*What you have to do*
Scan the listing and copy each line where the word "below" is present.

*Records for this exercise*
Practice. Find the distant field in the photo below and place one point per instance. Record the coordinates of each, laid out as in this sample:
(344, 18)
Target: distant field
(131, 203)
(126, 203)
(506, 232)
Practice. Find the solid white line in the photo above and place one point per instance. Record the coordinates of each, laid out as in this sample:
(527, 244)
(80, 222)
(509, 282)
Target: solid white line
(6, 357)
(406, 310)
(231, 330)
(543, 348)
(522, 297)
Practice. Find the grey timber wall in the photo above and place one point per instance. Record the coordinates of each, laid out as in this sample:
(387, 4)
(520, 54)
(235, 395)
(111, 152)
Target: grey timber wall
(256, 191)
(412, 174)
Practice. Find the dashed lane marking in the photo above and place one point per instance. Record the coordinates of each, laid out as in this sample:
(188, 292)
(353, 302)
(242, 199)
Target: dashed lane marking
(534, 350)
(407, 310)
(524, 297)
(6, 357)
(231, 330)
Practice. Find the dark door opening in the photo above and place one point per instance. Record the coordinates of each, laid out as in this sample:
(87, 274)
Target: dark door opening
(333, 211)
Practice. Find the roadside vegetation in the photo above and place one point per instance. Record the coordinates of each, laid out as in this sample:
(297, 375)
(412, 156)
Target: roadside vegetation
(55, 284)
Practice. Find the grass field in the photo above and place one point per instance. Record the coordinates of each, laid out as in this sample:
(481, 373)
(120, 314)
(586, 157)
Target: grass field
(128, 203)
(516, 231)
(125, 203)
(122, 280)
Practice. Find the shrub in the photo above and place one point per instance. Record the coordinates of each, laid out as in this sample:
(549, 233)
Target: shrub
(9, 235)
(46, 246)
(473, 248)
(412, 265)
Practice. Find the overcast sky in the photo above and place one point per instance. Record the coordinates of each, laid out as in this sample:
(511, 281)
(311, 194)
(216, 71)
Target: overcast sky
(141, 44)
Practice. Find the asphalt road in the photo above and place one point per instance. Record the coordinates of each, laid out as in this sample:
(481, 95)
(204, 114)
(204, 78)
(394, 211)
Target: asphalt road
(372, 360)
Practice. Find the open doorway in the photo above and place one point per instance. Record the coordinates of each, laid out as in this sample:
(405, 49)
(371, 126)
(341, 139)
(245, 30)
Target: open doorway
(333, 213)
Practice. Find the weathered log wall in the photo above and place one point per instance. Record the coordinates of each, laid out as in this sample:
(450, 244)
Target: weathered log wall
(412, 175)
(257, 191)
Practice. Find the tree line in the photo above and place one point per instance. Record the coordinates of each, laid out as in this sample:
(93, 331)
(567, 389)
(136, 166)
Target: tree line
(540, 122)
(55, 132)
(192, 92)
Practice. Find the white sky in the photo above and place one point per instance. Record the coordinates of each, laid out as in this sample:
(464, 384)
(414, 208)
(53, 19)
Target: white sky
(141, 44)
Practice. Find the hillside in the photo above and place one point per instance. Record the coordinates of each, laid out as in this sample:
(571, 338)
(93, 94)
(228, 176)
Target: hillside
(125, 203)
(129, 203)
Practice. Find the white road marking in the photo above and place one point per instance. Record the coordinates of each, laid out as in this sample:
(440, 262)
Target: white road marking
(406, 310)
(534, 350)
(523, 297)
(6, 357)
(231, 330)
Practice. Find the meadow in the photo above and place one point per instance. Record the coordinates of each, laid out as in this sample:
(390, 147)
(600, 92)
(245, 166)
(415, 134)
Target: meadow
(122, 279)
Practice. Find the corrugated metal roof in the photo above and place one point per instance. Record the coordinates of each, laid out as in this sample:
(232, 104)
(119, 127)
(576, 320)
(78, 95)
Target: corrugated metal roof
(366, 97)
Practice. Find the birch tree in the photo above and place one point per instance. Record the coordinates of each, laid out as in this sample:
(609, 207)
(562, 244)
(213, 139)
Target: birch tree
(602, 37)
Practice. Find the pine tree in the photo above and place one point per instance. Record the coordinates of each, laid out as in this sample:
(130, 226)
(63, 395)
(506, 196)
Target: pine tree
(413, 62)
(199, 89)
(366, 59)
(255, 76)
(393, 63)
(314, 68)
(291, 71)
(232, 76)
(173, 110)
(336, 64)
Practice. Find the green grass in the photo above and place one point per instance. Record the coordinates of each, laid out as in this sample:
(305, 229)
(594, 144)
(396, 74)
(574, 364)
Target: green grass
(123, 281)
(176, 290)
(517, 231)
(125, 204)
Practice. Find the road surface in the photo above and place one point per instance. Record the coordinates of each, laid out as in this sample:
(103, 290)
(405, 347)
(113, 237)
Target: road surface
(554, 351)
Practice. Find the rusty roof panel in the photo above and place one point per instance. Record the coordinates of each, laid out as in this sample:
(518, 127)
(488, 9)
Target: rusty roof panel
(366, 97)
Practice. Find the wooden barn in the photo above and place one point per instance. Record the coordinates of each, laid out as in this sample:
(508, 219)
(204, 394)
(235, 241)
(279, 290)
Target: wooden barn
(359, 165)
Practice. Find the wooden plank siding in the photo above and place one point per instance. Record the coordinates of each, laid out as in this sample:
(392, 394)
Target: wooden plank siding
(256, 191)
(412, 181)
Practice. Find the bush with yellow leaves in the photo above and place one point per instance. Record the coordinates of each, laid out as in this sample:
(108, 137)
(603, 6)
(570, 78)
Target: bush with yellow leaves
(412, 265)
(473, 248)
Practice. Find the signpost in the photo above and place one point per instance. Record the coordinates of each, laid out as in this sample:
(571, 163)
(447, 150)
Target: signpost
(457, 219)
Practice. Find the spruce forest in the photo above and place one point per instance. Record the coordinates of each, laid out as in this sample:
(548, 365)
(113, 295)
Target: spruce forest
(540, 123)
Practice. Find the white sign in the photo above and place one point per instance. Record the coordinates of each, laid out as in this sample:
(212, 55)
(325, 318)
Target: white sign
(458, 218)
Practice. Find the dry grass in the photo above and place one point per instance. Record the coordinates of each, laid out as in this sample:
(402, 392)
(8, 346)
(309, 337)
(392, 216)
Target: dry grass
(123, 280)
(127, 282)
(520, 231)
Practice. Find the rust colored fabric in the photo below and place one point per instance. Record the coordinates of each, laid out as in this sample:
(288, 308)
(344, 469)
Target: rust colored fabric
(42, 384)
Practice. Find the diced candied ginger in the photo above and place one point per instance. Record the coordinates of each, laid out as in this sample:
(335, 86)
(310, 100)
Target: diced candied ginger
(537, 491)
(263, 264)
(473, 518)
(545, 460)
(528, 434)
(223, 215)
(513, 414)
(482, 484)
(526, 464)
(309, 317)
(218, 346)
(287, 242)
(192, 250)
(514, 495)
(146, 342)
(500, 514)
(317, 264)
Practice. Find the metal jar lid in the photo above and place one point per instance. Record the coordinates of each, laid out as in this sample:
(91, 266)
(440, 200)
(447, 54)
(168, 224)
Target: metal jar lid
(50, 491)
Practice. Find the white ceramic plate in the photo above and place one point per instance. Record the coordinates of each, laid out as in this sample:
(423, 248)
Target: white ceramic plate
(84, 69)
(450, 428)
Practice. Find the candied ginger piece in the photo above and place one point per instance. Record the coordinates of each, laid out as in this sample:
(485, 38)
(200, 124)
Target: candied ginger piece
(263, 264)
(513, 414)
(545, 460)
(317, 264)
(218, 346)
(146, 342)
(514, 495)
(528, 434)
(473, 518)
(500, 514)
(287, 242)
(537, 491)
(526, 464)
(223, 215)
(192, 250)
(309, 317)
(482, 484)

*Worked solution*
Practice. Find the distant field in the photo below and place one point per instance. Record the coordinates of each, laid out as in this sample:
Practice. Find the rust colored fabric in the photo below and place one point per instance. Record the coordinates of each, laid out as in this sample:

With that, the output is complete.